EXCERPT TO READ

+-------+

That is what was at stake—
and what remained at stake
for as long as they were not all itching to become authors.

It is quite curious that this—
the unsigned—
should appear paradoxical,
when, for centuries,
all honest people
have always at least pretended
that their work had been snatched from them,
that their manuscript had been taken away,
that they had been the victim of some dirty trick.

They did not expect to be greeted
at publication with congratulatory notes.

In short,
if anything could emerge
from a serious questioning
of what knowledge is,
as it is dispensed and propagated
within the established framework of the University,
there is truly no reason
why, in some small refuge—
a place such as this—
that which presents itself should do so
not to promote a certain Monsieur,
but to say something structurally rigorous,
no matter what may come of it.

That could have a greater reach than one might expect.

+-------+

EXCERPTED RECORDS
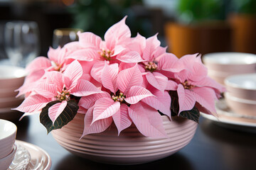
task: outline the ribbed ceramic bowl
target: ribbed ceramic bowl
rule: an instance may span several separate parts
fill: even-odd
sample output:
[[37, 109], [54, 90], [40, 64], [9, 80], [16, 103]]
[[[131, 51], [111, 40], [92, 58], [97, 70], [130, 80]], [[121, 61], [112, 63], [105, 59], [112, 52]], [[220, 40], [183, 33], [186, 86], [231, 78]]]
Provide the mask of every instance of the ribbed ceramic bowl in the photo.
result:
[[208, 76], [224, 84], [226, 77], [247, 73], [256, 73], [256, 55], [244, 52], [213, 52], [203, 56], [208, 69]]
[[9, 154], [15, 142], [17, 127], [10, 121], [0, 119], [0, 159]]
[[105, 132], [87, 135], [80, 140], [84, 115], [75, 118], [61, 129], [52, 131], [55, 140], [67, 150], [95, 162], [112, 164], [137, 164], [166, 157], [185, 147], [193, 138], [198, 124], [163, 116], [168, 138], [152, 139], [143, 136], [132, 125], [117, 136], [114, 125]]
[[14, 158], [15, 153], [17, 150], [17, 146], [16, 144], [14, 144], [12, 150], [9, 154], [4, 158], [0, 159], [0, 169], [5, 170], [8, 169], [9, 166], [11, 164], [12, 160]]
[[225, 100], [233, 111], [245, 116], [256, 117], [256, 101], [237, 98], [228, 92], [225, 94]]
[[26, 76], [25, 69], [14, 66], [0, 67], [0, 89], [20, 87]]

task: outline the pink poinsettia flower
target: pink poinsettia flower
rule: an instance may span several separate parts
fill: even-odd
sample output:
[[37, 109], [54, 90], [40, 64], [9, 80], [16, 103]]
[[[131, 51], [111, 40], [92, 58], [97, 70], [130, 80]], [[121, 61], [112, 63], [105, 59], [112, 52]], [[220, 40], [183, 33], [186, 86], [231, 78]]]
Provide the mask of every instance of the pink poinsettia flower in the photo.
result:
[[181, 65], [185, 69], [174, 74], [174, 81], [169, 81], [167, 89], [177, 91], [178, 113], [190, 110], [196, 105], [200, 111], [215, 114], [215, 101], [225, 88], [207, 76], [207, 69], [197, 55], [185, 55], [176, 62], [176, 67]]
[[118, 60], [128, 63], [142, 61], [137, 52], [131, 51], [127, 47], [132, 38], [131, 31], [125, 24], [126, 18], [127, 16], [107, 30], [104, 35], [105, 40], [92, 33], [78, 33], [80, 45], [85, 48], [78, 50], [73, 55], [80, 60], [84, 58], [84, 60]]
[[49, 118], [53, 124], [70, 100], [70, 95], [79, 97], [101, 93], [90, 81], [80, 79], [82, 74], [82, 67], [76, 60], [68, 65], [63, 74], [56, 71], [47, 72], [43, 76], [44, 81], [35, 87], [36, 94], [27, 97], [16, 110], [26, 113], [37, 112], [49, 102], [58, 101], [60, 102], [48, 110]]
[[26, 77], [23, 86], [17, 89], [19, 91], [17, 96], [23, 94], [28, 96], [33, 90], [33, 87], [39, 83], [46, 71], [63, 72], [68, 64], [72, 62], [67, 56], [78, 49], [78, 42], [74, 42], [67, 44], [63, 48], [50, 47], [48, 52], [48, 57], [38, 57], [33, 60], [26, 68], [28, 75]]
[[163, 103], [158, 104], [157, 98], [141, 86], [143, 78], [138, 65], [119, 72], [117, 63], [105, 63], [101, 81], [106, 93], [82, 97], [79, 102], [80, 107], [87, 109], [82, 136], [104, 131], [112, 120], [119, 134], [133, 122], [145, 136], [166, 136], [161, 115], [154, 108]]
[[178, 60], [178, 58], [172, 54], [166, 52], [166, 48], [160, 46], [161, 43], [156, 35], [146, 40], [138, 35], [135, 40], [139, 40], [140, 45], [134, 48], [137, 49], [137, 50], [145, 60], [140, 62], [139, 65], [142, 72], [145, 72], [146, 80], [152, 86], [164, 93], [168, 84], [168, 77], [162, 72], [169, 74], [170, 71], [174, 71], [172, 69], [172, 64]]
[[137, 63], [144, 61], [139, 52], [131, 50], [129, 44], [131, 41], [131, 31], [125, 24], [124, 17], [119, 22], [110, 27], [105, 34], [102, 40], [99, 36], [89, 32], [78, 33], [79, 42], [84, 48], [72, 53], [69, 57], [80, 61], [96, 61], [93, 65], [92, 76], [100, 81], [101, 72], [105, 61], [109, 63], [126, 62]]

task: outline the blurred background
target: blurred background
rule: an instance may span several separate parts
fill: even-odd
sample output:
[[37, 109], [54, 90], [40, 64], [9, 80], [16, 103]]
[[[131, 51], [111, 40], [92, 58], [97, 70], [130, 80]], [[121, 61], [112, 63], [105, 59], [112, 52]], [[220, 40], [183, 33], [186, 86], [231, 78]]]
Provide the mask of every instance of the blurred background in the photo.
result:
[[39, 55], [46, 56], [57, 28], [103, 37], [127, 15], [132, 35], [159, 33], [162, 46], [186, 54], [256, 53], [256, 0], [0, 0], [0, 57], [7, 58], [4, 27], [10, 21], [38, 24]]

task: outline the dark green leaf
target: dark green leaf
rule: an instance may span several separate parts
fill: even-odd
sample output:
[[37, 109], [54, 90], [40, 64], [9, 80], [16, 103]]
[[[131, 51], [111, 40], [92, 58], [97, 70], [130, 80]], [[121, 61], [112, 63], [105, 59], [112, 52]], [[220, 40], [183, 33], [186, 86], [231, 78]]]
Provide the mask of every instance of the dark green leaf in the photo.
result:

+-------+

EXERCISE AIM
Carry on the passage about unsigned work and authorship, starting right after its last line. None of the data above has any bearing on what you are asked to do here.

RESULT
I went searching in my library…
which is extraordinary, really,
because I see no reason why I would have done so—
I had no need to—
but, all the same, it was to reassure myself of the dates…

A man like Diderot, after all,
published Rameau’s Nephew
and let it fall from his pocket.

Someone else carried it to Schiller, who barely knew what Diderot was.
Diderot never concerned himself with it again.

It was in 1804 that Schiller passed it on to Goethe, who translated it immediately,
and we did not have—until 1891…
this, I can tell you because I have the volume…
until 1891, a French retranslation of Goethe’s German translation—
which Goethe, by the way, had completely forgotten had been published a year later,
or perhaps never even knew…
We were in the midst of the Franco-German quarrel, weren’t we?
The Revolution, and so on…
and all the same, this revolutionary intrusion was rather poorly tolerated.

In short, Goethe’s translation went completely unnoticed.
I tell you: Goethe himself did not know it had been published.

That did not prevent Hegel from making it one of the pivotal elements
of that booklet full of humor to which I have recently referred—
The Phenomenology of Spirit.

You see, then, that there is no great reason to worry
that what emerges from you carries the label of what concerns you,
because I assure you: that is a major obstacle
to anything decent coming out at all.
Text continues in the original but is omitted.